* [Supplied passage]

○ ○ ○ ○ ○ ○ ○

Regarding the separation, How do you really separate the config and
h/w desc? The h/w desc already has some amount of configuration in it
and the tooling has to be aware of what h/w can be configured. Take
for example, you want to assign cpus to domains (openamp domain or
execution context in this use). You can make this link in either
direction:
domain to cpu:
domain0: domain-cfg {
assigned-cpus = <&cpu0>;
};
cpu to domain:
&cpu0 {
assigned-domain = <&domain0>;
};
There's no difference in complexity to generate either one and both
ways are separate from the h/w description at the source level. The
primary difference is the separation in the final built DT. Does that
matter? If so, then you'd pick the first method. However, we already
have things in h/w description that you may want to configure. For
example, flow control support for a UART which already has a defined
way to configure it (a property in the uart node). So both ways are
probably going to have to be supported.

○ ○ ○ ○ ○ ○ ○

* [Recorded information]
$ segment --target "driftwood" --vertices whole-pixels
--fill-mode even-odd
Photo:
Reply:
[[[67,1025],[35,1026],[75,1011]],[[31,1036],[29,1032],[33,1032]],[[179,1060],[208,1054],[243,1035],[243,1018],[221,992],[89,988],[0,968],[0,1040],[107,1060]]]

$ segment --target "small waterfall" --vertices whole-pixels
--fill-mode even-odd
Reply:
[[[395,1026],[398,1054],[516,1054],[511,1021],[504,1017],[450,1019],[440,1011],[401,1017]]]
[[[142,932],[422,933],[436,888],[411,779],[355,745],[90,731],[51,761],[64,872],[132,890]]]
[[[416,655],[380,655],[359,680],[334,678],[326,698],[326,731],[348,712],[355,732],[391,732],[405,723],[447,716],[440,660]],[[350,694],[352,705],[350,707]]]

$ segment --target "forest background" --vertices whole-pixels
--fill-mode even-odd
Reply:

○ ○ ○ ○ ○ ○ ○

* [Goal A] Condense the paragraph of the device tree passage that begins "There's no difference in complexity" into a few short sentences, keeping its main facts.
* [Goal B] Set down the whole listing of segment commands and their replies again, line for line and unchanged.

* [Answer A] Either link direction is equally easy to generate, and both keep configuration apart from the hardware description at the source level. The main difference is whether that separation holds in the final built DT. If it matters, the first method (domain to cpu) is the one to pick. However, the hardware description already contains configurable items, such as UART flow control, which is set through a property in the uart node. So both ways will probably have to be supported.

* [Answer B]
$ segment --target "driftwood" --vertices whole-pixels
--fill-mode even-odd
Photo:
Reply:
[[[67,1025],[35,1026],[75,1011]],[[31,1036],[29,1032],[33,1032]],[[179,1060],[208,1054],[243,1035],[243,1018],[221,992],[89,988],[0,968],[0,1040],[107,1060]]]

$ segment --target "small waterfall" --vertices whole-pixels
--fill-mode even-odd
Reply:
[[[395,1026],[398,1054],[516,1054],[511,1021],[504,1017],[450,1019],[440,1011],[401,1017]]]
[[[142,932],[422,933],[436,888],[411,779],[355,745],[90,731],[51,761],[64,872],[132,890]]]
[[[416,655],[380,655],[359,680],[334,678],[326,698],[326,731],[348,712],[355,732],[391,732],[405,723],[447,716],[440,660]],[[350,694],[352,705],[350,707]]]

$ segment --target "forest background" --vertices whole-pixels
--fill-mode even-odd
Reply:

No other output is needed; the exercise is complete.